* _What you need to do_
Reproduce the material beginning with the line that contains "Sample: x=856, y=204." and ending with the line that contains "x=390, y=346", substituting "widest part" for each occurrence of "fattest part" and leaving everything else unchanged.

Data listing
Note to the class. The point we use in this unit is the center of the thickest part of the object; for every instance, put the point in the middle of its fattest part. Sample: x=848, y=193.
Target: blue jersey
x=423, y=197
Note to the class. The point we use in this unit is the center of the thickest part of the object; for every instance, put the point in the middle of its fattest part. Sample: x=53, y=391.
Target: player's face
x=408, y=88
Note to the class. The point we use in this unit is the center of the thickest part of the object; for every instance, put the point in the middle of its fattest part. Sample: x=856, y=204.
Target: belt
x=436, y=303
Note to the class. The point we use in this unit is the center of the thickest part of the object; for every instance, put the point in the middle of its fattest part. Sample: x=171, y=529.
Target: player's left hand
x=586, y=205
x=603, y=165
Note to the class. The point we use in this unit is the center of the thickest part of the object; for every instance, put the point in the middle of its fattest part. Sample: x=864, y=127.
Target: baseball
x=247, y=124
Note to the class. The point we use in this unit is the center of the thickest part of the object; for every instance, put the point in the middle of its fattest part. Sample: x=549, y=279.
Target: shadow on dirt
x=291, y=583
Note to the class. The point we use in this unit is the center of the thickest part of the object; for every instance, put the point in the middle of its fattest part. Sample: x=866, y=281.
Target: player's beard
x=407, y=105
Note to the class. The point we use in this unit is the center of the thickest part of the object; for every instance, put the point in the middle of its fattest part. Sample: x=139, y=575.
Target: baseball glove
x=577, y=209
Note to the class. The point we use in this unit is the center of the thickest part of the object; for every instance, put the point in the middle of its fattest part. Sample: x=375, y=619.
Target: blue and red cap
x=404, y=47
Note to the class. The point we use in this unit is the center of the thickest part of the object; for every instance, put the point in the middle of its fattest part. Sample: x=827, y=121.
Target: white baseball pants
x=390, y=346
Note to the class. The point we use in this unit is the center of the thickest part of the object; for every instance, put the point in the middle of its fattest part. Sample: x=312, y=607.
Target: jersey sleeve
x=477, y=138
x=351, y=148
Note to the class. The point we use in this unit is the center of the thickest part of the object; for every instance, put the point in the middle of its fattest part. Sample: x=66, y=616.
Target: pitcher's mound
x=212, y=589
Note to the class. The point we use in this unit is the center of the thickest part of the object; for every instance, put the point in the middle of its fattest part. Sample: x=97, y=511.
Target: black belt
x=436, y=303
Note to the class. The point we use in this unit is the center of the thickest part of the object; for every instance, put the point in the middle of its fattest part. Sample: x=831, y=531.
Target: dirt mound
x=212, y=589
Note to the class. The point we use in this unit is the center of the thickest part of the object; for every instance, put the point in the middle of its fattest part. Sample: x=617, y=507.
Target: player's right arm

* _Complete output_
Note to the class. The point we use in this unit is the center of the thickest part of the object; for every instance, put the point in the middle of its widest part. Sample: x=856, y=204.
Target: belt
x=436, y=303
Note to the class. The point we use in this unit is the center of the thickest part of the object; for every instance, put the point in the middle of its widest part. Sample: x=171, y=529.
Target: player's left hand
x=586, y=205
x=603, y=165
Note to the class. The point we use in this unit is the center of the thickest part of the object; for every instance, put the point in the middle of its widest part. Sample: x=864, y=127.
Target: baseball
x=247, y=124
Note to the class. The point we use in this unit is the center of the thickest part of the object; for every instance, put the point in the middle of its widest part. Sample: x=549, y=279.
Target: shadow on dirt
x=291, y=583
Note to the class. The point we use in this unit is the center of the thickest part of the object; for every instance, put the point in the middle of its widest part. Sample: x=866, y=281.
Target: player's beard
x=407, y=105
Note to the class. The point we use in this unit is the center of the thickest part of the object; for every instance, put the point in the middle of its widest part. Sample: x=139, y=575.
Target: baseball glove
x=577, y=209
Note to the class. The point we use in this unit is the center of the thickest part of the object; for every instance, put the point in the middle of its widest part. Sample: x=375, y=619.
Target: blue and red cap
x=404, y=47
Note to the class. The point we use in this unit is the center of the thickest part of the object; for every instance, put the point in the middle of its widest part. Sample: x=827, y=121.
Target: white baseball pants
x=390, y=346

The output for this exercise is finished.